* **Task instructions**: Rewrite the stretch of material from the line containing "Locate the blue" through the line containing "[(260, 82)]", keeping every line, and adjust each coordinate in the answers by adding -52 to it.

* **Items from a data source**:
╔══

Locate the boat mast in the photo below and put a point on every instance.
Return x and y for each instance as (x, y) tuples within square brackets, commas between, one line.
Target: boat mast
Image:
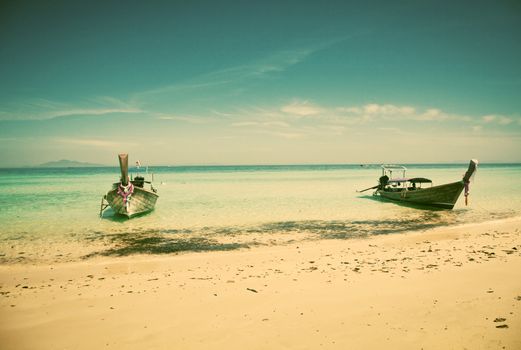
[(123, 166)]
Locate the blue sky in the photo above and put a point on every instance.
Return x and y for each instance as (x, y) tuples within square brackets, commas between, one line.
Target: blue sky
[(205, 82)]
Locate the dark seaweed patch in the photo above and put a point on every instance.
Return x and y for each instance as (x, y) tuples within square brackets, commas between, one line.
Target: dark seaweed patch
[(130, 243)]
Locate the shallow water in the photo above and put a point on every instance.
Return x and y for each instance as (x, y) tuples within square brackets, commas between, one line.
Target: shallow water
[(52, 214)]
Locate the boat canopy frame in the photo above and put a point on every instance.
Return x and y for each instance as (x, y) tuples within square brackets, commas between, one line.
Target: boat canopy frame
[(389, 168)]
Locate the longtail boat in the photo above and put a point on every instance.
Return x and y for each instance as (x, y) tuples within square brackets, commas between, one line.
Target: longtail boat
[(129, 197), (410, 190)]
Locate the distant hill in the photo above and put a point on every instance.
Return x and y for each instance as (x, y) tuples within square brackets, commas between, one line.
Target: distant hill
[(64, 163)]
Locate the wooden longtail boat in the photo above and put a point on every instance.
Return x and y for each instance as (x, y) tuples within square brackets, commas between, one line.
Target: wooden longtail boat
[(129, 197), (410, 190)]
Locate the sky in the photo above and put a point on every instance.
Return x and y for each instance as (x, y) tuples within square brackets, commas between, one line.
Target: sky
[(260, 82)]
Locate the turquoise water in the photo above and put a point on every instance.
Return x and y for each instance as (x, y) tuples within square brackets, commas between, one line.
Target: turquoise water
[(52, 214)]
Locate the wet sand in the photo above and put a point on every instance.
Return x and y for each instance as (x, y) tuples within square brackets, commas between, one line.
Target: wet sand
[(445, 288)]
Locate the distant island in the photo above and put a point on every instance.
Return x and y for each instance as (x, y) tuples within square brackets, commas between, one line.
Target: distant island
[(64, 163)]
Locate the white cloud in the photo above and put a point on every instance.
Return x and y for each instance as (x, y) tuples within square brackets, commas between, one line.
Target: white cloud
[(100, 111), (301, 108), (500, 119), (186, 119), (92, 142), (488, 118)]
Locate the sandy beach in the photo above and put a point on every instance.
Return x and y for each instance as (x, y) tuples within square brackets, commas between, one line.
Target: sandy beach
[(446, 288)]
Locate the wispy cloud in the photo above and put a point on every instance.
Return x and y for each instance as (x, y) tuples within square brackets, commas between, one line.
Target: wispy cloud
[(301, 108), (92, 142), (499, 119), (37, 109), (182, 118), (276, 62)]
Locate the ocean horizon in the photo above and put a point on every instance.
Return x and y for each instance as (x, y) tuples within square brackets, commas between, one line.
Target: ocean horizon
[(53, 213)]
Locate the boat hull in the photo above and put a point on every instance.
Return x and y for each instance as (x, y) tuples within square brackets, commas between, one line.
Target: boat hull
[(443, 196), (141, 201)]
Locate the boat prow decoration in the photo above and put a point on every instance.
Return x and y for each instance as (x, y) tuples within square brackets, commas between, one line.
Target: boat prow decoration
[(130, 197)]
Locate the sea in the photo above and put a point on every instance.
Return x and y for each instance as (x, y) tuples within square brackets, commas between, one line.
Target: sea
[(52, 214)]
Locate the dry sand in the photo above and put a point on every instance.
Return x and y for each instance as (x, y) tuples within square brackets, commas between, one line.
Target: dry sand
[(447, 288)]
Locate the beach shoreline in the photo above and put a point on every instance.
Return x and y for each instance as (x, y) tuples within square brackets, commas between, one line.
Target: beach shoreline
[(447, 287)]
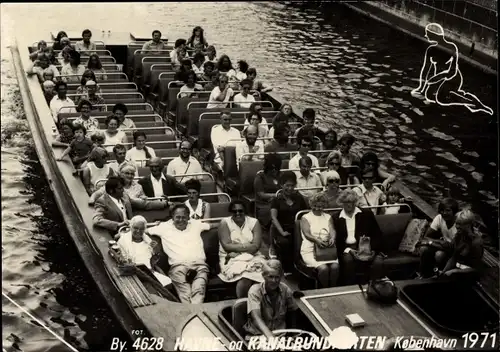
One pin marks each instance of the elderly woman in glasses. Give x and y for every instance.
(331, 179)
(240, 239)
(334, 163)
(318, 233)
(138, 249)
(351, 225)
(466, 251)
(284, 208)
(370, 162)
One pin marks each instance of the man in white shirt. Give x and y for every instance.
(369, 195)
(182, 243)
(219, 97)
(185, 163)
(155, 45)
(244, 99)
(113, 209)
(61, 100)
(159, 185)
(85, 46)
(180, 44)
(220, 135)
(308, 179)
(249, 145)
(305, 145)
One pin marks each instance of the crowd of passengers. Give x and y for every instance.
(255, 252)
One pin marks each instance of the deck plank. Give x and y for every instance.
(389, 321)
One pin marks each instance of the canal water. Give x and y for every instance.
(313, 57)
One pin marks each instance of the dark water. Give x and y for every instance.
(313, 57)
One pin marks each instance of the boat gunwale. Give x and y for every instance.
(54, 170)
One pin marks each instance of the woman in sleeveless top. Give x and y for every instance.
(113, 135)
(240, 241)
(317, 230)
(96, 169)
(198, 208)
(139, 151)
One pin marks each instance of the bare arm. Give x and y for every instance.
(275, 222)
(260, 324)
(229, 246)
(89, 187)
(306, 231)
(207, 211)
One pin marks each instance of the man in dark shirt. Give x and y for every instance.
(283, 210)
(280, 142)
(270, 302)
(467, 247)
(80, 147)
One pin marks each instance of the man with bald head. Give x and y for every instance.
(249, 145)
(185, 163)
(270, 302)
(158, 184)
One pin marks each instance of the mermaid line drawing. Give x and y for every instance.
(441, 81)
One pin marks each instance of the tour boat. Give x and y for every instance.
(156, 321)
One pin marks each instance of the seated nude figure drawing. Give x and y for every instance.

╚══

* **Task answer**:
Locate the blue sky in the photo above and put a point on every instance.
Return x and y for each instance as (x, y) tuples within square brackets, commas between, one line.
Target: blue sky
[(153, 30)]
Locate the dark seaweed patch in the photo above and put a point on every instance.
Return x and y for each instance as (x, y) tuples within square brackets, commas between, one line.
Target: dark seaweed patch
[(78, 191)]
Locate the shallow water in the photo above and put a point on every instance.
Return x and y for each instance as (x, y) tuples within square brackets, commas between, one line.
Target: shallow water
[(0, 162)]
Locate the boat canopy frame in the photo above and put a point on every instance.
Return x and y for each instance as (x, y) tuples within square brackets, commas between, one line.
Target: boat canopy frame
[(337, 116)]
Locate the longtail boat in the photo above and put a point on every instance.
Return x and y for each instance as (x, y) tuples within square brackets, commas between, one line.
Target: longtail boat
[(77, 145), (358, 138)]
Locate the distant hill in the photo above and put a point on every instance.
Return x and y for each instance as (x, y) tuples within square brackets, commas between, one line.
Target: distant hill
[(12, 111)]
Locate the wooden longtail boat in the photo above and put a point on every instance.
Return x and y for each instance as (x, y) tuples within square brackets, commas between, one line.
Target: wooden longtail boat
[(77, 145), (358, 138)]
Locate the sky in the photo above and put a point on every instance.
Return x and y for each instance as (x, y) tuples within square brackets, commas between, one line.
Target: sky
[(208, 30)]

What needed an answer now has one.